Todas las mujeres, en mayor o menor medida, hemos experimentado esa desagradable (y a menudo intimidante) situación de ser interpeladas, perseguidas o invadidas por cierto tipo de hombres cuya actitud es claramente irrespetuosa, invasiva e incluso agresiva. Este comportamiento, que no es otra cosa que una forma de violencia, nos dificulta realizar actividades tan normales y cotidianas como pasear a solas por la calle, disfrutar de un parque, sentarnos tranquilamente en la terraza de un bar o ir sin compañía al cine o al teatro. Aunque las políticas de género han puesto el foco en este problema con consignas y campañas de denuncia, parece que estas acciones no logran reducir su incidencia. Incluso me pregunto si, en algunos casos, no estarán contribuyendo a exacerbarlo, especialmente en un determinado perfil de hombres. Pero, ¿qué clase de hombres son estos?
Para abordar este fenómeno, primero debemos intentar comprenderlo desde una perspectiva psicológica. ¿Qué es exactamente el acoso callejero? Es una invasión del espacio vital de otra persona, un acto que podríamos comparar con irrumpir en la casa de alguien tirando abajo la puerta. Es, sin duda, un acto violento. Pero, más allá de condenar estas conductas, es crucial descifrar qué impulsa a algunos hombres a actuar de este modo.

▶ _FILAS EXTRAÍDAS_
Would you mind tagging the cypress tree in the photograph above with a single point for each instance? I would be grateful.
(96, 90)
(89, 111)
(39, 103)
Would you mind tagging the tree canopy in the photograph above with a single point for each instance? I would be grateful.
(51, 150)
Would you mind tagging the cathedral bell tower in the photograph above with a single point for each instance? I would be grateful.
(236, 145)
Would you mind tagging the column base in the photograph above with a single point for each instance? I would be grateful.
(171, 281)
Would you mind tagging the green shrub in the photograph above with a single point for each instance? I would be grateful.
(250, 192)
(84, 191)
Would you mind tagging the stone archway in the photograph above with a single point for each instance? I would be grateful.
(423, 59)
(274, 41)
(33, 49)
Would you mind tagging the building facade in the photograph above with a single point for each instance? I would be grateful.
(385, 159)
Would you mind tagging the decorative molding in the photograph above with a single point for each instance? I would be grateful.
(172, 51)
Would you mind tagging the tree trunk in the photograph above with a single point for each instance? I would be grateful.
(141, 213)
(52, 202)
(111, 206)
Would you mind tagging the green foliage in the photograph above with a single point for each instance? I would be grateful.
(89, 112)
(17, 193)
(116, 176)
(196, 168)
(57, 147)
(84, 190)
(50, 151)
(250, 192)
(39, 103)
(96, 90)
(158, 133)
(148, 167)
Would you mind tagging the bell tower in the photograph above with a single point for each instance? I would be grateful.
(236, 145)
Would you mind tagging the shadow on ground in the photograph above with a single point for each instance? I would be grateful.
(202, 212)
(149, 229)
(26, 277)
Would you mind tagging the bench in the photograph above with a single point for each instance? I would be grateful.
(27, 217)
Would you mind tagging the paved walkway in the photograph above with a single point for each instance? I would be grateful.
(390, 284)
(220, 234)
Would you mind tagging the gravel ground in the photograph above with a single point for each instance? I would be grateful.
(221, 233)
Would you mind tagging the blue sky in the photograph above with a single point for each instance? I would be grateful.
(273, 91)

▶ _TAREA PENDIENTE_
Prosigue el texto sobre el acoso callejero a partir de su última oración.

▶ _RESULTADO A CONTINUACIÓN_
Un hombre que ha sido criado por una madre afectuosa, que le ha enseñado a vincularse de manera respetuosa y amorosa, difícilmente se convertirá en un acosador. Este tipo de hombre no tiene necesidad de traspasar los límites de otra mujer con violencia. Ama a las mujeres, está en paz consigo mismo y sabe cómo relacionarse con ellas de forma natural y respetuosa. Además, valora el respeto de los demás y busca preservar su propia dignidad y autoestima. ¿Por qué habría de tirar todo eso por la borda agrediendo a una desconocida en la calle?
Por el contrario, un hombre cuya madre haya sido emocionalmente dañina, fría o traumática, desarrollará con el tiempo una visión alterada de las mujeres. Este hombre, al no poder expresar el miedo, el desamparo o la rabia hacia su madre, reprimirá esos sentimientos y los trasladará inconscientemente a otras mujeres. La misoginia se convertirá en una forma de compensar su dolor interno. Por eso, en lugar de establecer relaciones sanas, verá a las mujeres como objetos de desprecio, fuente de frustración o, en el mejor de los casos, herramientas para satisfacer sus deseos. En los casos más graves, este conflicto no resuelto se manifestará en conductas violentas como el acoso callejero.
Es importante entender que el acoso callejero no es un simple producto del “patriarcado” o de otras construcciones ideológicas. Este fenómeno tiene raíces mucho más profundas, y estas se encuentran en las experiencias infantiles y familiares del acosador. Son hombres que, en el fondo, son víctimas de una crianza disfuncional, marcada por la carencia de amor y respeto, particularmente de figuras femeninas importantes como la madre. Lo que vemos como machismo o misoginia en su comportamiento no es más que una venganza inconsciente contra esas experiencias tempranas de maltrato o abandono emocional.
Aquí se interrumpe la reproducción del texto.